PASSAGE PROVIDED:
###

# Price help



## ponyboy (Dec 19, 2006)

Looking at a condo complex here is what they want 
2 trucks 350 dump or bigger
2 skid steers
5 dual stage snow blowers
1 pallet of calcium per storm
3 tons per storm
8-10 guys shoveling 
All included no extras after 6 inches snow must be moved to a grass field 
6 inches or less about 8-10 hours
Over 6 inches with moving snow to about 12 inches looking at about 14 hours 
Over 12 inches looking at 20 hours and up 
All based off my new guy who did this complex last 3 years his old company went out of business
No money up front for keeping machines on site or steaking out place 
Need thoughts on pricing
0-3 inches 
3.1-6"
6.1-9"
9.1-12"
12.1-15
15.1"-18"
18"+ 
These prices include salt and calcium everything moving etc..
Then they have salt app only if they get a quick ice
Salt and calcium only 
Any help is great
I figure 6" and under is gonna cost me $6000 
6" -12". I'm guessing cost me around $9000
12" and over way too much to guess but last year company was there for 2 days on a blizzard with moving, my costs include machine payments truck payments insurance payments on be holes there
Let's here some numbers


----------



## Luther (Oct 31, 2007)

Very impressive. They're telling you exactly what they want, and you know what your costs are for a 6" & 12" storm. The hard part is done. All you have to do now add in the profit you want.

Another great thing I noticed was the 0-3" trigger point. With a spec like that I suggest pre-plowing every storm. The great thing about pre-plowing is when done right you will need very little salt afterwards.


----------



## ponyboy (Dec 19, 2006)

My problem is that my equipment makes me a lot of money in other places I have. I have 0 trucks for plowing but I only own 2 machines I usually rent my friends to load salt at my shop and mine go out on job sites not necessary but makes life easier, I have no problem buying more machines, so then I guess what should a good profit margin be? On my other sites most are not bid they go with me for service and I'm not cheap, my bids are what I call add ons meaning trucks are in area and no biggie if it takes another hour per truck to do I consider it profit because my route pay the bills with out the jobs I get from bidding. What is good about this is that the landscape maintenance contact was $65,000 this year and the guy is not doing a good job so f they are happy with snow I can match the price and have the grass, then board has the right to turn not a 3 year deal if I want. Me I would usually get 75% to 100% profit on my smilers jobs I donor see that working here, they say they want to be treated like they are#1 but hat are they willing to pay for? Give me sone typically profit margins


----------



## ponyboy (Dec 19, 2006)

###

RECORDS PROVIDED:
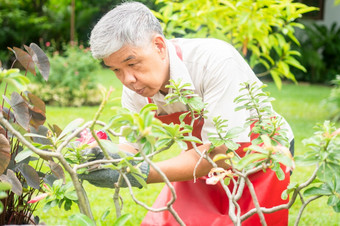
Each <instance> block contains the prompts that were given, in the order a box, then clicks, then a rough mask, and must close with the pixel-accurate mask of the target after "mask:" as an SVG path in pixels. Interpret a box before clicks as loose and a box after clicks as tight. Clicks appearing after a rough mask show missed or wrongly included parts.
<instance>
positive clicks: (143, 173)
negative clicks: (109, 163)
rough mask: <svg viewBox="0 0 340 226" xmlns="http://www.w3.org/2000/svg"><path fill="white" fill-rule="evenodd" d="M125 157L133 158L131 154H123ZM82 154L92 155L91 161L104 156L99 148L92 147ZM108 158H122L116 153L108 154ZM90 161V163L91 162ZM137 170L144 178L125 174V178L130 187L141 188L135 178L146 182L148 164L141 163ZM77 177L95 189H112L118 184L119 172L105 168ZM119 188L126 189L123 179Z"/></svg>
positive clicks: (84, 151) (120, 156) (139, 164)
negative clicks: (89, 184) (142, 175)
mask: <svg viewBox="0 0 340 226" xmlns="http://www.w3.org/2000/svg"><path fill="white" fill-rule="evenodd" d="M124 153H125V154H126V155H127V156H133V155H132V154H131V153H128V152H124ZM84 154H86V155H89V154H91V155H93V156H94V159H93V160H100V159H103V158H104V154H103V152H102V150H101V149H100V148H99V147H94V148H91V149H87V150H85V151H84ZM109 155H110V157H111V158H113V159H121V158H122V157H121V156H120V155H119V154H118V153H109ZM93 160H92V161H93ZM130 163H131V164H132V165H134V166H135V165H136V163H135V162H134V161H132V160H131V161H130ZM138 168H139V169H140V171H141V173H142V175H146V176H145V177H143V176H141V175H139V174H136V173H127V174H126V176H127V178H128V179H129V181H130V184H131V186H133V187H138V188H142V187H143V186H142V184H140V183H139V182H138V180H137V179H136V178H135V177H140V178H141V179H142V180H144V181H146V179H147V177H148V175H149V171H150V167H149V164H148V163H146V162H142V163H140V164H139V166H138ZM78 177H79V178H80V179H81V180H87V181H88V182H89V183H90V184H93V185H95V186H97V187H105V188H114V187H115V184H116V183H117V182H118V178H119V172H118V171H117V170H113V169H109V168H105V169H103V168H102V169H98V170H95V171H92V172H89V173H88V174H85V173H84V174H78ZM119 186H120V187H127V183H126V181H125V180H124V179H123V180H122V182H121V183H120V185H119Z"/></svg>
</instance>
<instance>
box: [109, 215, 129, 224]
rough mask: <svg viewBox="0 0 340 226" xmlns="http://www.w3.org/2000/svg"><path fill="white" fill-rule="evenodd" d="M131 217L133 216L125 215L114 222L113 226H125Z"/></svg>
mask: <svg viewBox="0 0 340 226" xmlns="http://www.w3.org/2000/svg"><path fill="white" fill-rule="evenodd" d="M131 217H132V214H130V213H127V214H124V215H122V216H120V217H119V218H118V219H117V220H116V221H115V222H114V224H113V226H125V225H126V224H127V222H128V221H129V220H130V218H131Z"/></svg>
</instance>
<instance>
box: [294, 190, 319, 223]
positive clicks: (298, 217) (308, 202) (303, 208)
mask: <svg viewBox="0 0 340 226" xmlns="http://www.w3.org/2000/svg"><path fill="white" fill-rule="evenodd" d="M320 197H322V195H318V196H314V197H312V198H310V199H308V200H307V201H306V202H305V203H303V205H302V206H301V208H300V210H299V214H298V216H297V218H296V220H295V224H294V226H298V225H299V222H300V219H301V216H302V212H303V211H304V209H305V208H306V206H307V205H308V204H309V203H310V202H312V201H314V200H316V199H318V198H320Z"/></svg>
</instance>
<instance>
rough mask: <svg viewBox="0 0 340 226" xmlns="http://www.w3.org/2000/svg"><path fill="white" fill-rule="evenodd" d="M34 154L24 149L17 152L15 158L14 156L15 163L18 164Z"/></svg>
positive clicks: (30, 150) (28, 149)
mask: <svg viewBox="0 0 340 226" xmlns="http://www.w3.org/2000/svg"><path fill="white" fill-rule="evenodd" d="M33 153H34V152H33V151H31V150H30V149H24V150H23V151H21V152H19V153H18V154H17V156H15V159H14V160H15V161H16V162H17V163H18V162H21V161H22V160H24V159H26V158H28V157H30V156H31V155H32V154H33Z"/></svg>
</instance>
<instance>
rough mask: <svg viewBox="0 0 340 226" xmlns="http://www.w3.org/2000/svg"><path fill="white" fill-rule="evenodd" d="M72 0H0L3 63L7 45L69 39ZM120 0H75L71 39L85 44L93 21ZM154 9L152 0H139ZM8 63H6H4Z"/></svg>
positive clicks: (66, 40) (62, 43) (83, 44)
mask: <svg viewBox="0 0 340 226" xmlns="http://www.w3.org/2000/svg"><path fill="white" fill-rule="evenodd" d="M71 1H72V0H1V1H0V27H1V29H0V60H1V61H2V63H3V64H4V65H5V66H6V63H7V62H12V61H9V59H8V52H7V47H12V46H22V45H23V44H27V43H30V42H35V43H39V44H40V46H41V47H44V44H45V43H46V42H52V43H53V44H54V46H53V47H54V50H62V44H63V43H68V42H69V41H70V37H71V33H70V30H71V29H70V26H71V23H70V21H71V10H72V7H71ZM120 2H121V1H120V0H100V1H92V0H81V1H79V0H78V1H76V0H75V7H74V11H75V14H74V16H75V18H74V21H75V24H74V28H75V32H74V40H76V41H78V42H79V43H82V44H83V45H85V46H87V45H88V38H89V35H90V32H91V29H92V27H93V26H94V24H95V23H96V22H97V21H98V20H99V18H100V17H101V16H103V14H105V13H106V12H107V11H108V10H109V9H111V8H113V7H114V6H115V5H117V4H119V3H120ZM140 2H143V3H144V4H146V5H147V6H148V7H150V8H152V9H154V1H148V0H141V1H140ZM7 66H8V65H7Z"/></svg>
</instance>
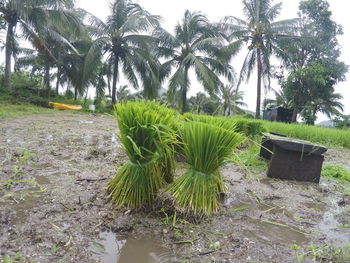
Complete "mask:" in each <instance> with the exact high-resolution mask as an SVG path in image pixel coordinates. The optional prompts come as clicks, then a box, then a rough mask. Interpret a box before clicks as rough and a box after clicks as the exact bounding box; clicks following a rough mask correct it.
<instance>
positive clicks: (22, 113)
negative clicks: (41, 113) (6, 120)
mask: <svg viewBox="0 0 350 263" xmlns="http://www.w3.org/2000/svg"><path fill="white" fill-rule="evenodd" d="M52 112H54V111H53V110H51V109H48V108H43V107H39V106H35V105H32V104H26V103H24V104H11V103H8V102H4V101H0V119H8V118H16V117H21V116H25V115H31V114H38V113H52Z"/></svg>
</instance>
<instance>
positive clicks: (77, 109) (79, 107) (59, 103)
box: [49, 102, 82, 110]
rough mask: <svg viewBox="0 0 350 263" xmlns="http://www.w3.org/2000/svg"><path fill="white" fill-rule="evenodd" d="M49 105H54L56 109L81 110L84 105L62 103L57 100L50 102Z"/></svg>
mask: <svg viewBox="0 0 350 263" xmlns="http://www.w3.org/2000/svg"><path fill="white" fill-rule="evenodd" d="M49 106H53V107H54V108H55V109H56V110H81V109H82V107H81V106H80V105H70V104H62V103H56V102H49Z"/></svg>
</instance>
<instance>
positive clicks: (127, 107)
mask: <svg viewBox="0 0 350 263" xmlns="http://www.w3.org/2000/svg"><path fill="white" fill-rule="evenodd" d="M115 114H116V117H117V121H118V124H119V129H120V140H121V142H122V144H123V148H124V150H125V152H126V154H127V156H128V158H129V161H128V162H127V163H126V164H125V165H124V166H123V167H121V168H120V170H119V171H118V173H117V175H116V176H115V177H114V178H113V179H112V181H111V182H110V183H109V184H108V190H109V192H110V196H111V199H112V201H113V202H114V203H115V205H117V206H120V205H122V204H127V205H128V206H129V207H133V208H139V207H141V206H142V205H144V204H150V203H152V201H153V199H154V197H155V195H156V194H157V190H158V189H159V188H160V187H162V186H163V185H164V183H165V180H166V179H169V178H167V177H172V175H169V174H170V173H173V171H172V170H173V169H174V167H175V160H174V151H173V149H174V145H175V144H176V132H175V131H174V129H173V127H175V126H176V124H175V123H174V122H175V121H176V118H174V115H175V113H174V111H172V110H170V109H168V108H166V107H165V106H161V105H159V104H157V103H155V102H127V103H123V104H118V105H117V106H116V109H115Z"/></svg>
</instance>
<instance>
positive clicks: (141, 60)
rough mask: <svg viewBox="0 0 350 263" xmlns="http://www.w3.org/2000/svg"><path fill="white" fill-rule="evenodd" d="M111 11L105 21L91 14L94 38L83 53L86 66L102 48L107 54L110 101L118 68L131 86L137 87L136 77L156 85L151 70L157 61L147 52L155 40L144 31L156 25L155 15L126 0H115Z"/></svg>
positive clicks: (91, 18)
mask: <svg viewBox="0 0 350 263" xmlns="http://www.w3.org/2000/svg"><path fill="white" fill-rule="evenodd" d="M111 11H112V14H111V15H110V16H109V17H108V18H107V22H106V23H104V22H103V21H101V20H100V19H98V18H96V17H94V16H91V17H90V20H91V22H92V26H93V27H94V28H95V32H94V33H95V35H96V36H97V39H96V40H95V41H94V44H93V45H92V47H91V49H90V51H89V52H88V54H87V55H88V57H87V61H86V65H87V66H89V65H90V63H91V62H92V61H94V60H95V57H96V56H97V55H98V54H99V53H101V52H102V50H103V52H104V53H107V54H108V55H109V57H108V61H111V62H112V65H113V66H112V67H113V69H112V72H113V83H112V103H113V104H114V103H115V102H116V91H117V81H118V77H119V75H120V69H122V71H123V73H124V75H125V76H126V78H127V80H128V81H129V82H130V83H131V84H132V85H133V87H134V88H138V87H139V84H138V77H139V78H140V79H141V81H142V83H143V86H144V87H150V86H153V87H159V76H158V74H157V72H156V71H155V70H154V69H155V68H156V67H155V66H154V65H155V64H157V62H155V61H154V60H153V58H152V56H151V49H152V48H153V47H152V46H153V45H154V43H155V41H154V38H152V37H151V36H148V35H145V34H144V33H147V31H149V30H151V29H153V28H154V27H156V26H159V17H158V16H153V15H151V14H149V13H148V12H147V11H146V10H144V9H143V8H142V7H141V6H140V5H138V4H136V3H133V2H131V1H129V0H115V2H114V3H113V4H112V5H111Z"/></svg>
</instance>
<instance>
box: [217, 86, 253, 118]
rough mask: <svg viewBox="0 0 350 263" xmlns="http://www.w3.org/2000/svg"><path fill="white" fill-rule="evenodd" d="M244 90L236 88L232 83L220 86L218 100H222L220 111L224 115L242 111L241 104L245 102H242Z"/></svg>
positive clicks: (243, 103) (246, 105)
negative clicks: (219, 98)
mask: <svg viewBox="0 0 350 263" xmlns="http://www.w3.org/2000/svg"><path fill="white" fill-rule="evenodd" d="M243 96H244V92H243V91H239V90H237V89H236V88H235V87H234V86H233V85H222V86H220V96H219V97H220V100H221V102H222V111H223V115H224V116H230V115H231V114H232V113H233V114H237V113H244V111H243V110H242V109H241V107H242V106H244V107H246V106H247V104H246V103H244V102H243Z"/></svg>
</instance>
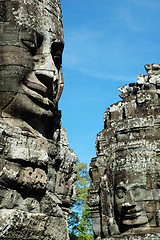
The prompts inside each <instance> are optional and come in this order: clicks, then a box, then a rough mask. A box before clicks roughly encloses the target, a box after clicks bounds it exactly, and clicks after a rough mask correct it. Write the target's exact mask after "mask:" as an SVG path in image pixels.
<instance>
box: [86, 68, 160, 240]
mask: <svg viewBox="0 0 160 240" xmlns="http://www.w3.org/2000/svg"><path fill="white" fill-rule="evenodd" d="M145 68H146V71H147V75H138V78H137V83H132V84H129V85H125V86H124V87H123V88H119V90H120V91H121V93H120V97H121V98H122V99H123V101H120V102H118V103H116V104H113V105H111V106H110V108H109V109H107V110H106V112H105V115H104V129H103V130H102V131H101V132H100V133H99V134H98V135H97V140H96V151H97V157H96V158H93V159H92V161H91V164H90V176H91V185H90V191H89V196H88V202H89V205H90V207H91V214H92V222H93V230H94V233H95V239H97V240H98V239H146V240H147V239H148V240H150V239H160V184H159V181H160V145H159V142H160V133H159V130H160V98H159V96H160V91H159V89H160V65H158V64H152V65H146V66H145Z"/></svg>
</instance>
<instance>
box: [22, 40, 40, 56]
mask: <svg viewBox="0 0 160 240" xmlns="http://www.w3.org/2000/svg"><path fill="white" fill-rule="evenodd" d="M21 41H22V43H23V45H24V46H25V47H26V48H27V49H28V50H29V52H30V53H31V55H32V56H35V55H36V53H37V46H36V44H35V43H34V42H33V41H31V40H26V39H21Z"/></svg>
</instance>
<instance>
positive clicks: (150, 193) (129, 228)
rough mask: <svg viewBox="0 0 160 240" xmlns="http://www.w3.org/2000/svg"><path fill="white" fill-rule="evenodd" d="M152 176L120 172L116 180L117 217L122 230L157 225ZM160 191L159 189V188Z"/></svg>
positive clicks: (156, 189) (156, 210) (157, 201)
mask: <svg viewBox="0 0 160 240" xmlns="http://www.w3.org/2000/svg"><path fill="white" fill-rule="evenodd" d="M148 178H150V176H148V175H144V174H142V173H138V172H137V173H134V172H132V173H131V172H118V173H117V174H116V175H115V181H114V189H115V190H114V205H115V217H116V221H117V224H118V226H119V228H120V231H121V232H124V231H126V230H127V229H130V228H138V227H143V226H150V227H155V226H157V225H156V222H155V218H156V212H157V210H159V201H156V197H155V191H157V189H156V190H155V189H154V188H151V187H150V186H149V185H148V182H149V181H148V180H149V179H148ZM158 191H159V190H158Z"/></svg>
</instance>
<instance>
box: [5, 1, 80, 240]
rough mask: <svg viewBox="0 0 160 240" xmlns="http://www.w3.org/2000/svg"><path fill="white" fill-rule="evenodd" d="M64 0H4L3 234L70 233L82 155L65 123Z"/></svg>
mask: <svg viewBox="0 0 160 240" xmlns="http://www.w3.org/2000/svg"><path fill="white" fill-rule="evenodd" d="M63 46H64V41H63V29H62V14H61V6H60V1H59V0H52V1H51V0H41V1H40V0H34V1H33V0H28V1H26V0H6V1H1V0H0V239H21V240H22V239H32V240H33V239H43V240H64V239H69V237H68V230H67V218H68V214H69V213H70V209H69V208H70V205H71V203H72V202H73V201H75V186H74V184H73V183H74V181H75V179H76V173H75V170H74V165H75V162H76V155H75V154H74V153H73V152H71V151H70V150H69V148H68V142H67V134H66V130H65V129H63V128H62V127H61V121H60V118H61V112H60V111H59V110H58V100H59V98H60V96H61V93H62V90H63V76H62V51H63Z"/></svg>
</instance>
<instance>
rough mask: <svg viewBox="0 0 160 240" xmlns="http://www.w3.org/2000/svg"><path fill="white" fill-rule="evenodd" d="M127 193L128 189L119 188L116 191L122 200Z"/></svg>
mask: <svg viewBox="0 0 160 240" xmlns="http://www.w3.org/2000/svg"><path fill="white" fill-rule="evenodd" d="M125 193H126V189H125V188H124V187H118V188H117V189H116V196H117V197H118V198H120V199H121V198H124V197H125Z"/></svg>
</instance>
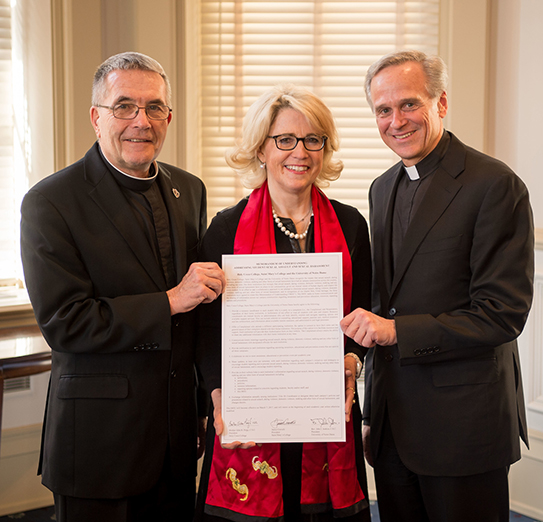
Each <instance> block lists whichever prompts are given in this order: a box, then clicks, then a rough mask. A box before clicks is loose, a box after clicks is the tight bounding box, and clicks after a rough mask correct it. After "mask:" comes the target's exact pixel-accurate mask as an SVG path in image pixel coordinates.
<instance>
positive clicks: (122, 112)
mask: <svg viewBox="0 0 543 522" xmlns="http://www.w3.org/2000/svg"><path fill="white" fill-rule="evenodd" d="M95 107H102V108H103V109H109V110H110V111H112V112H113V117H114V118H117V119H118V120H133V119H135V118H137V116H138V114H139V112H140V109H143V110H144V111H145V114H147V117H148V118H149V119H150V120H167V119H168V116H169V115H170V113H171V112H172V110H171V109H170V108H169V107H168V106H167V105H157V104H153V105H146V106H145V107H138V106H137V105H136V104H135V103H118V104H117V105H114V106H113V107H109V106H108V105H95Z"/></svg>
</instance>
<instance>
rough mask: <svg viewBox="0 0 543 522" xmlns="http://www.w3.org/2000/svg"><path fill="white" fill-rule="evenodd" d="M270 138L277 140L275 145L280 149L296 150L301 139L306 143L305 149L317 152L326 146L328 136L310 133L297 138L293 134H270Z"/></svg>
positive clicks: (302, 140)
mask: <svg viewBox="0 0 543 522" xmlns="http://www.w3.org/2000/svg"><path fill="white" fill-rule="evenodd" d="M268 138H271V139H272V140H275V146H276V147H277V148H278V149H279V150H294V149H295V148H296V147H297V146H298V142H299V141H301V142H302V143H303V144H304V147H305V150H308V151H311V152H315V151H317V150H322V149H323V148H324V145H325V144H326V140H327V139H328V136H315V135H314V134H310V135H309V136H306V137H305V138H297V137H296V136H293V135H292V134H278V135H277V136H268Z"/></svg>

###

PROBLEM SET:
1 - In the snow removal pricing thread, what does ponyboy figure storms of 6 inches and under will cost him?
2 - Turn the paragraph in the snow removal pricing thread that begins "Another great thing I noticed" into a short bulleted list that keeps its main facts.
3 - Carry on the snow removal pricing thread from the point where it stops.

ANSWERS PER TASK:
1 - $6000

2 -
- The 0-3" trigger point stands out as a strong feature.
- With a spec like that, pre-plowing every storm is suggested.
- When pre-plowing is done right, very little salt is needed afterward.

3 -
What s pre plowing?


----------



## Mick76 (Aug 2, 2009)

TCLA meant pre salting.... we can't give you a profit margin... you know your costs which is a big step up from most posts on here... figure how much you need to make per machine/shoveler.... you already have your hours approximated...multiple the two and bingo you have your price......

PS if they've recieved bad service now they might be willing to pay you more for the "#1" .....just a fyi


----------



## ponyboy (Dec 19, 2006)

Well my bid went in today. 3 bidders total I was in middle only 300 off from low bid and 500 off from high bid, the winning bid will be chosen at the next hoa meeting in 10 days, the proprety manger is pushing for me because he knows my workers. I feel good my price was fair as well as the other bidders time will tell if I get the contractb


----------



## NickT (Feb 1, 2011)

Looks like your in a good place, right in the middle hope you get the job


----------



## ponyboy (Dec 19, 2006)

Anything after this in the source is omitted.